[EXTRACTED DATA]

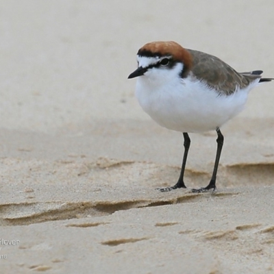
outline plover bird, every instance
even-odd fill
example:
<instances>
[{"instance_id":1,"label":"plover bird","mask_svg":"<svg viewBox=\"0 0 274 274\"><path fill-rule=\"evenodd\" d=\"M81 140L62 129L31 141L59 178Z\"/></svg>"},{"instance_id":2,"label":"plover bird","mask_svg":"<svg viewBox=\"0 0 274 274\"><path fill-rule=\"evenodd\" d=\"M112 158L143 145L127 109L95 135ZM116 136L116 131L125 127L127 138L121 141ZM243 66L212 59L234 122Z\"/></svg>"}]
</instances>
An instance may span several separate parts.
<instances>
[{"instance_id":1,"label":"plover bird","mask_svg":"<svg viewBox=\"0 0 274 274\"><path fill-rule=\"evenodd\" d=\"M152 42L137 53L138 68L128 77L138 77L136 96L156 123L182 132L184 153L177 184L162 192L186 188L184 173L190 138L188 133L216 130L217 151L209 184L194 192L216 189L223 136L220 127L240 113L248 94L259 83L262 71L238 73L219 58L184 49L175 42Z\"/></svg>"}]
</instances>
* * *
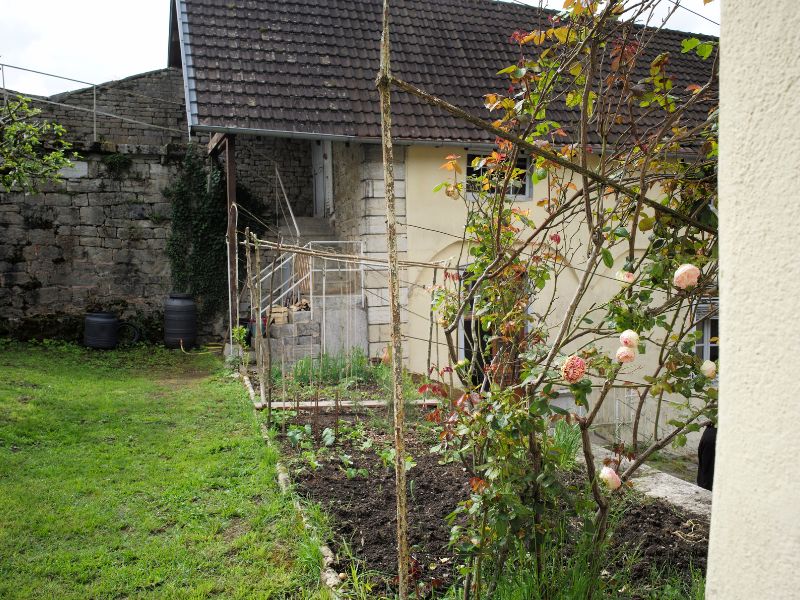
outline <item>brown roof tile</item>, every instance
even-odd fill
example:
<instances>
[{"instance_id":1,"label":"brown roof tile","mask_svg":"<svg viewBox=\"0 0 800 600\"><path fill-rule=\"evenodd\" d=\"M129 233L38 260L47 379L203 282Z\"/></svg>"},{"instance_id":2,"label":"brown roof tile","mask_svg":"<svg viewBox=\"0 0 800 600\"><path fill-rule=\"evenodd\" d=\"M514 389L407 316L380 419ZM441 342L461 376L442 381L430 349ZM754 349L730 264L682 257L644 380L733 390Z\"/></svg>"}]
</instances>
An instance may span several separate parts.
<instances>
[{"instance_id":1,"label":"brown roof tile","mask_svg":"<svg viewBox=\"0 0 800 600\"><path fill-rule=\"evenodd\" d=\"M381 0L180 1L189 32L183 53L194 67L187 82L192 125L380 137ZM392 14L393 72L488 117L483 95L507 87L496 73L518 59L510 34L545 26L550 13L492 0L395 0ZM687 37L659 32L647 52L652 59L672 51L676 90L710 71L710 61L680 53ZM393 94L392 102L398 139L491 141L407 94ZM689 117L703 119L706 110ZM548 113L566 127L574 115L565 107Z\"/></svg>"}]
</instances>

[PROBLEM REQUIREMENTS] State how many lines of the listing above contain the string "every", treating case as significant. Give only the number.

[EXPECTED OUTPUT] 2